<<<<

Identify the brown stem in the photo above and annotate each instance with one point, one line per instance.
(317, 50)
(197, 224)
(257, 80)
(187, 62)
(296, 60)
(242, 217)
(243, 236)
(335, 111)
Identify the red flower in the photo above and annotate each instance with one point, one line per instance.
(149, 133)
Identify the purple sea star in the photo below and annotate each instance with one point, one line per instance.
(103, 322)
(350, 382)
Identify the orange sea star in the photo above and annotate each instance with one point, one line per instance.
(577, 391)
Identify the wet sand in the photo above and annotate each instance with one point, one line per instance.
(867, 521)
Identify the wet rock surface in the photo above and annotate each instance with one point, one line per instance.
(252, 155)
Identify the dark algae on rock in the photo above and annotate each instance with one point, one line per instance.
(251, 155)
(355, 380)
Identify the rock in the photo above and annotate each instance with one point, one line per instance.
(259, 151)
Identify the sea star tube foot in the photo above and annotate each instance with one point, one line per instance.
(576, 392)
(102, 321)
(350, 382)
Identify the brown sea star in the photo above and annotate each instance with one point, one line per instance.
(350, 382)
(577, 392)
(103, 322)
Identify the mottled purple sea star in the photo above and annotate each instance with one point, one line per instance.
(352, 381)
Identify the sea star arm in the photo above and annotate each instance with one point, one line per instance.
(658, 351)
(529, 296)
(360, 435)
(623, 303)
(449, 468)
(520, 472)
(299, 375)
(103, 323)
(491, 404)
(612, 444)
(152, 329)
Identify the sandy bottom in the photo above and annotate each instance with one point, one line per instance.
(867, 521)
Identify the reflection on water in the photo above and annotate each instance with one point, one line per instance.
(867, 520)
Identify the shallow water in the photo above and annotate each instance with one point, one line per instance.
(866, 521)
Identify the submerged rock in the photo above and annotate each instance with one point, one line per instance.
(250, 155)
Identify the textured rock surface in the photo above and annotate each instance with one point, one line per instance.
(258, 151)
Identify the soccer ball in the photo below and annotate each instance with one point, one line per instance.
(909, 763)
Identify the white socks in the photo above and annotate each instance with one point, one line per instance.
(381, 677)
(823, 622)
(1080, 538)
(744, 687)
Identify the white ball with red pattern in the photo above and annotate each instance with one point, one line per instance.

>>>>

[Aim of the task]
Could you reproduce the listing above with every "annotate" changed to "mark" and nothing else altered?

[Solution to this task]
Identify the brown stem in the photo above and mark each instance with one point, one line per instance.
(317, 50)
(197, 224)
(257, 80)
(187, 62)
(296, 60)
(242, 217)
(243, 236)
(335, 111)
Identify the red flower in the photo above and mark each instance with one point, one line per instance.
(149, 133)
Identify the purple sea star in the photo below and mark each instance with one point, one line per instance.
(103, 322)
(350, 382)
Identify the orange sea star in the photo above and mark each instance with one point, one line per instance.
(577, 391)
Identify the wet sand in the photo above and mark each instance with one point, one line per instance.
(867, 521)
Identify the wet rock surface in the photo above and mark each instance with one point, one line per instance.
(252, 155)
Identify the dark algae on rock in the photo above and mark each instance with one point, one line per instance.
(251, 155)
(355, 380)
Identify the rock in the photo above and mark each instance with one point, one line per instance.
(259, 151)
Identify the sea star tube foot in the photo above and mark each instance with one point, one line per instance.
(576, 392)
(102, 321)
(350, 382)
Identify the brown sea star in the photo above and mark each instance with one point, one line per instance.
(350, 382)
(577, 392)
(103, 322)
Identify the mottled purple sea star in the photo above and mark each instance with one point, one line per instance.
(352, 381)
Identify the sea star arm in the photo above and mark each instance with one point, one line per instance.
(658, 351)
(529, 296)
(360, 435)
(623, 303)
(449, 468)
(520, 472)
(299, 375)
(103, 323)
(491, 404)
(612, 444)
(152, 329)
Identify the sandy bottom in the photo above and mark each instance with one point, one line per instance.
(867, 521)
Identify the reflection on water in the photo above and mark each instance with one point, one line per instance.
(867, 520)
Identify the shallow water in the photo above and mark each instance with one point, one line per instance.
(866, 521)
Identify the submerged rock in the photo above and mark each instance with one point, one line per instance.
(250, 155)
Identify the textured rock surface in the photo above and mark each instance with one point, one line per instance.
(258, 151)
Identify the soccer ball in the photo below and mark each instance with one point, one line per instance.
(909, 763)
Identify the white socks in the photo above and mark each instance with one point, one line per instance.
(381, 677)
(823, 622)
(1080, 538)
(744, 687)
Identify the white ball with red pattern in the photo above and mark each instance with one point, one line per instance.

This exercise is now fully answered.